EXERCISE INSTRUCTIONS
Reproduce the data line for line, starting at its first line and ending at the line that contains "[[139, 190], [192, 184], [201, 100], [150, 93], [97, 127]]", with both of those lines included.

DATASET CONTENT
.....

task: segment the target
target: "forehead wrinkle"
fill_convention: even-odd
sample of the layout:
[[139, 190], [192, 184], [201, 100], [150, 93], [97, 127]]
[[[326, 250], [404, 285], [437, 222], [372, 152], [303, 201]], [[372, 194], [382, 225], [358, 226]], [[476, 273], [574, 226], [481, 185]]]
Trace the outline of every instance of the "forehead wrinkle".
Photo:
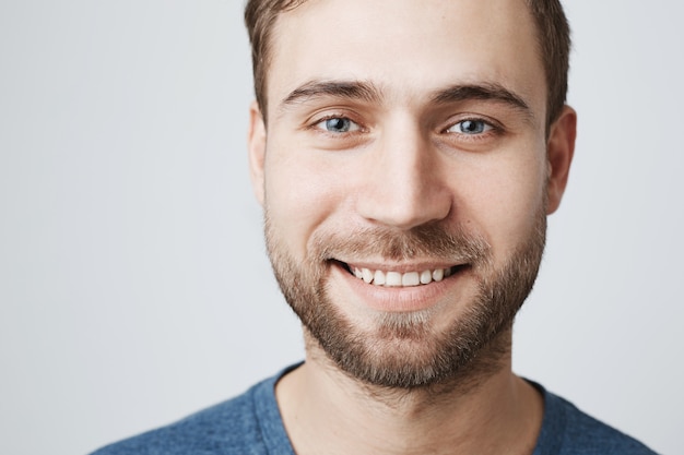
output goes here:
[[279, 111], [283, 112], [292, 106], [323, 97], [372, 104], [379, 104], [382, 100], [381, 91], [370, 82], [312, 80], [299, 85], [283, 98], [279, 104]]
[[446, 105], [470, 100], [505, 104], [519, 111], [524, 120], [534, 124], [536, 116], [524, 99], [498, 83], [456, 84], [433, 93], [432, 103]]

.....

SOLVED PROBLEM
task: segment the target
target: "forehead wrinkle"
fill_convention: even-odd
sample of the layout:
[[139, 190], [192, 184], [201, 100], [150, 93], [97, 127]]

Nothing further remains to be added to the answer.